**WRITTEN REQUEST:** Reproduce every line of the items below without changing anything, but omit the pictures.

**WORKING DATA:**

START

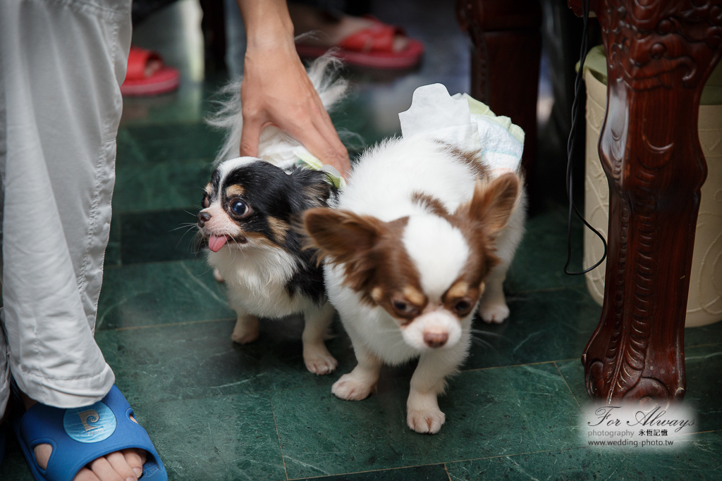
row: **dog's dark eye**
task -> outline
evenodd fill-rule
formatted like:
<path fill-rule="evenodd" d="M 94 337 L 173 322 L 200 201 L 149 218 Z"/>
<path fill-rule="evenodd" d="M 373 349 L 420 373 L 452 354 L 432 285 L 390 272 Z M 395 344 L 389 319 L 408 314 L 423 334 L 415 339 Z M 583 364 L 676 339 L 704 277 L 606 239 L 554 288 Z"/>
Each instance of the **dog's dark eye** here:
<path fill-rule="evenodd" d="M 469 301 L 464 301 L 464 300 L 459 301 L 456 304 L 454 304 L 453 306 L 454 309 L 460 314 L 466 312 L 471 307 L 471 303 L 469 302 Z"/>
<path fill-rule="evenodd" d="M 409 309 L 409 304 L 407 304 L 405 302 L 401 302 L 401 301 L 394 301 L 393 306 L 396 307 L 399 311 L 401 311 L 401 312 Z"/>
<path fill-rule="evenodd" d="M 399 314 L 405 316 L 413 315 L 418 311 L 416 306 L 404 301 L 393 301 L 392 304 L 393 304 L 393 309 L 396 309 Z"/>
<path fill-rule="evenodd" d="M 248 215 L 248 211 L 251 209 L 248 208 L 248 204 L 240 199 L 235 199 L 230 203 L 230 210 L 235 216 L 238 217 L 244 217 Z"/>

END

**ANSWER TO THE EXERCISE:**
row: **dog's dark eye**
task -> outline
evenodd fill-rule
formatted like:
<path fill-rule="evenodd" d="M 94 337 L 173 322 L 200 201 L 149 218 Z"/>
<path fill-rule="evenodd" d="M 373 349 L 420 373 L 452 354 L 432 285 L 390 272 Z M 395 344 L 389 319 L 408 314 L 423 334 L 415 339 Z M 583 364 L 676 339 L 704 277 L 606 239 L 554 288 Z"/>
Each instance of the **dog's dark eye** here:
<path fill-rule="evenodd" d="M 469 301 L 464 301 L 464 300 L 459 301 L 456 304 L 454 304 L 453 306 L 454 309 L 460 314 L 466 312 L 471 307 L 471 303 L 469 302 Z"/>
<path fill-rule="evenodd" d="M 409 309 L 409 304 L 407 304 L 405 302 L 401 302 L 401 301 L 394 301 L 393 306 L 396 307 L 399 311 L 401 311 L 401 312 Z"/>
<path fill-rule="evenodd" d="M 399 314 L 405 316 L 413 315 L 418 311 L 416 306 L 404 301 L 393 301 L 392 304 L 393 304 L 393 309 L 396 309 Z"/>
<path fill-rule="evenodd" d="M 248 215 L 248 211 L 251 209 L 248 208 L 248 204 L 240 199 L 235 199 L 230 203 L 230 210 L 235 216 L 238 217 L 244 217 Z"/>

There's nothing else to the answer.